-- Opening Marker --

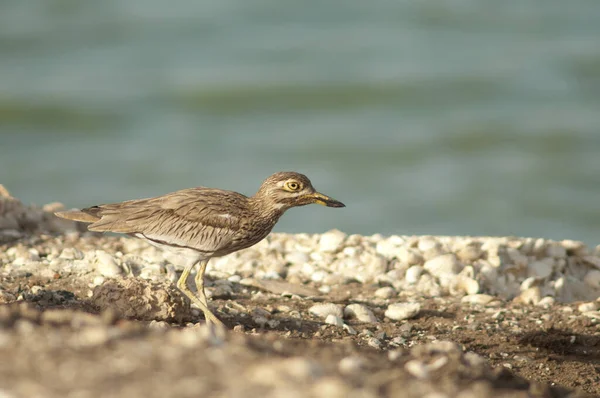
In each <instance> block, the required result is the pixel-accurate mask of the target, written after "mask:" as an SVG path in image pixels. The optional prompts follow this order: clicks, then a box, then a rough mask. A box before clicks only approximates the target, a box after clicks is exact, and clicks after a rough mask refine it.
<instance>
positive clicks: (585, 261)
mask: <svg viewBox="0 0 600 398" xmlns="http://www.w3.org/2000/svg"><path fill="white" fill-rule="evenodd" d="M598 247H600V245H598ZM598 247H597V248H596V251H598ZM582 260H583V261H584V262H586V263H588V264H589V265H591V266H593V267H596V268H597V269H600V257H598V256H585V257H582Z"/></svg>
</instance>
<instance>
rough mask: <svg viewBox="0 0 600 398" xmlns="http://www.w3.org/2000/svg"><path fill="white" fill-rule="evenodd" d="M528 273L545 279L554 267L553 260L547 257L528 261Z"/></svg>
mask: <svg viewBox="0 0 600 398" xmlns="http://www.w3.org/2000/svg"><path fill="white" fill-rule="evenodd" d="M527 268H528V270H529V275H531V276H533V277H536V278H541V279H545V278H547V277H549V276H550V275H551V274H552V269H553V268H554V260H553V259H551V258H547V259H544V260H541V261H534V262H532V263H529V265H528V267H527Z"/></svg>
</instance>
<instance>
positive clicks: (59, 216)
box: [54, 210, 100, 223]
mask: <svg viewBox="0 0 600 398" xmlns="http://www.w3.org/2000/svg"><path fill="white" fill-rule="evenodd" d="M54 215H56V216H57V217H60V218H65V219H67V220H73V221H79V222H87V223H92V222H96V221H98V220H100V217H98V216H95V215H93V214H90V213H87V212H84V211H82V210H67V211H58V212H56V213H54Z"/></svg>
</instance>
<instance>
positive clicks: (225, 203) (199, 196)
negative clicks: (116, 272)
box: [55, 171, 345, 328]
mask: <svg viewBox="0 0 600 398" xmlns="http://www.w3.org/2000/svg"><path fill="white" fill-rule="evenodd" d="M311 203H316V204H320V205H323V206H327V207H345V205H344V204H343V203H342V202H339V201H337V200H335V199H333V198H331V197H329V196H327V195H324V194H322V193H319V192H317V191H316V190H315V188H314V187H313V185H312V183H311V181H310V180H309V179H308V177H306V176H305V175H304V174H301V173H297V172H292V171H288V172H277V173H275V174H273V175H271V176H270V177H268V178H267V179H265V180H264V181H263V183H262V184H261V186H260V188H259V189H258V191H257V192H256V193H255V194H254V195H253V196H246V195H243V194H241V193H238V192H234V191H228V190H223V189H216V188H207V187H203V186H199V187H195V188H188V189H182V190H179V191H175V192H172V193H168V194H166V195H162V196H157V197H153V198H146V199H134V200H128V201H124V202H119V203H111V204H102V205H97V206H92V207H87V208H84V209H81V210H77V209H74V210H67V211H60V212H56V213H55V215H56V216H58V217H60V218H64V219H68V220H73V221H79V222H83V223H87V224H88V225H87V229H88V230H89V231H96V232H116V233H122V234H126V235H129V236H134V237H137V238H140V239H143V240H145V241H147V242H148V243H150V244H151V245H153V246H156V247H158V248H160V249H162V250H163V251H164V252H166V253H168V254H170V258H171V259H173V258H174V259H175V261H176V262H177V263H178V264H177V265H180V266H182V267H183V272H182V274H181V276H180V277H179V279H178V280H177V284H176V286H177V288H178V289H179V290H180V291H181V292H182V293H183V294H184V295H185V296H186V297H188V298H189V300H190V301H191V303H193V304H195V305H196V306H197V307H198V308H199V309H200V310H201V311H202V312H203V313H204V318H205V321H206V323H207V324H213V325H215V326H217V327H221V328H225V325H224V324H223V322H221V320H219V318H218V317H217V316H216V315H215V314H214V313H213V312H212V311H211V310H210V309H209V307H208V302H207V299H206V294H205V292H204V273H205V272H206V267H207V264H208V262H209V260H210V259H211V258H215V257H221V256H225V255H228V254H230V253H233V252H236V251H238V250H242V249H246V248H248V247H250V246H253V245H255V244H256V243H258V242H260V241H261V240H262V239H264V238H265V237H266V236H267V235H268V234H269V233H270V232H271V230H272V229H273V227H274V226H275V224H276V223H277V221H278V220H279V218H280V217H281V216H282V215H283V214H284V213H285V211H286V210H288V209H290V208H292V207H298V206H305V205H308V204H311ZM172 262H173V261H172ZM196 265H198V270H197V272H196V276H195V278H194V279H195V285H196V294H194V293H193V292H192V291H191V290H190V288H189V287H188V284H187V282H188V278H189V276H190V273H191V272H192V270H193V269H194V267H195V266H196Z"/></svg>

-- Closing Marker --

▸ **TASK BRIEF**
Return all of the records above verbatim, leaving out the pictures.

▸ **SOLUTION BELOW**
In each <instance> block, the required result is the pixel-accurate mask of the target, written after "mask:" as an SVG path in image pixels. The optional prompts follow this order: clicks, then a box, then a rough mask. A box before clicks only approximates the target, a box after clicks is exact, and clicks after a rough mask refine it.
<instance>
positive clicks: (585, 261)
mask: <svg viewBox="0 0 600 398" xmlns="http://www.w3.org/2000/svg"><path fill="white" fill-rule="evenodd" d="M598 247H600V245H598ZM598 247H597V248H596V251H598ZM582 260H583V261H584V262H586V263H588V264H589V265H591V266H593V267H596V268H597V269H600V257H598V256H585V257H582Z"/></svg>
</instance>
<instance>
rough mask: <svg viewBox="0 0 600 398" xmlns="http://www.w3.org/2000/svg"><path fill="white" fill-rule="evenodd" d="M528 273L545 279L554 267L553 260L547 257L528 261Z"/></svg>
mask: <svg viewBox="0 0 600 398" xmlns="http://www.w3.org/2000/svg"><path fill="white" fill-rule="evenodd" d="M527 268H528V270H529V275H531V276H533V277H536V278H541V279H545V278H547V277H549V276H550V275H551V274H552V269H553V268H554V260H553V259H551V258H547V259H544V260H541V261H534V262H532V263H529V265H528V267H527Z"/></svg>
</instance>
<instance>
positive clicks: (59, 216)
box: [54, 210, 100, 223]
mask: <svg viewBox="0 0 600 398" xmlns="http://www.w3.org/2000/svg"><path fill="white" fill-rule="evenodd" d="M54 215H56V216H57V217H60V218H65V219H67V220H73V221H79V222H87V223H92V222H96V221H98V220H100V217H98V216H95V215H93V214H90V213H87V212H84V211H82V210H67V211H58V212H56V213H54Z"/></svg>
</instance>
<instance>
positive clicks: (225, 203) (199, 196)
negative clicks: (116, 272)
box: [55, 171, 345, 328]
mask: <svg viewBox="0 0 600 398" xmlns="http://www.w3.org/2000/svg"><path fill="white" fill-rule="evenodd" d="M311 203H316V204H320V205H323V206H327V207H345V205H344V204H343V203H342V202H339V201H337V200H335V199H333V198H331V197H329V196H327V195H324V194H322V193H319V192H317V191H316V190H315V188H314V187H313V185H312V183H311V181H310V180H309V179H308V177H306V176H305V175H304V174H301V173H297V172H292V171H288V172H277V173H275V174H273V175H271V176H270V177H268V178H267V179H265V180H264V181H263V183H262V184H261V186H260V188H259V189H258V191H257V192H256V193H255V194H254V195H253V196H246V195H243V194H241V193H238V192H234V191H228V190H223V189H216V188H207V187H203V186H199V187H195V188H188V189H182V190H179V191H175V192H172V193H168V194H166V195H162V196H157V197H153V198H146V199H134V200H128V201H124V202H119V203H111V204H102V205H97V206H92V207H87V208H84V209H81V210H77V209H74V210H67V211H60V212H56V213H55V215H56V216H58V217H60V218H64V219H68V220H73V221H79V222H83V223H87V224H88V225H87V229H88V230H89V231H96V232H116V233H122V234H126V235H129V236H134V237H137V238H140V239H143V240H145V241H147V242H148V243H150V244H151V245H153V246H156V247H158V248H160V249H162V250H163V251H164V252H166V253H168V254H170V258H171V259H173V258H174V259H175V261H176V262H177V263H178V264H177V265H180V266H182V267H183V272H182V274H181V276H180V277H179V279H178V280H177V284H176V286H177V288H178V289H179V290H180V291H181V292H182V293H183V294H184V295H185V296H186V297H188V298H189V300H190V301H191V303H193V304H195V305H196V306H197V307H198V308H199V309H200V310H201V311H202V312H203V313H204V318H205V321H206V323H207V324H213V325H215V326H217V327H221V328H225V325H224V324H223V322H221V320H219V318H218V317H217V316H216V315H215V314H214V313H213V312H212V311H211V310H210V309H209V307H208V302H207V299H206V294H205V292H204V273H205V272H206V267H207V264H208V262H209V260H210V259H211V258H215V257H221V256H225V255H228V254H230V253H233V252H236V251H238V250H242V249H246V248H248V247H250V246H253V245H255V244H256V243H258V242H260V241H261V240H262V239H264V238H265V237H266V236H267V235H268V234H269V233H270V232H271V230H272V229H273V227H274V226H275V224H276V223H277V221H278V220H279V218H280V217H281V216H282V215H283V214H284V213H285V211H286V210H288V209H290V208H292V207H298V206H305V205H308V204H311ZM172 262H173V261H172ZM196 265H198V270H197V272H196V276H195V278H194V279H195V285H196V294H194V293H193V292H192V291H191V290H190V288H189V287H188V284H187V282H188V278H189V276H190V273H191V272H192V270H193V269H194V267H195V266H196Z"/></svg>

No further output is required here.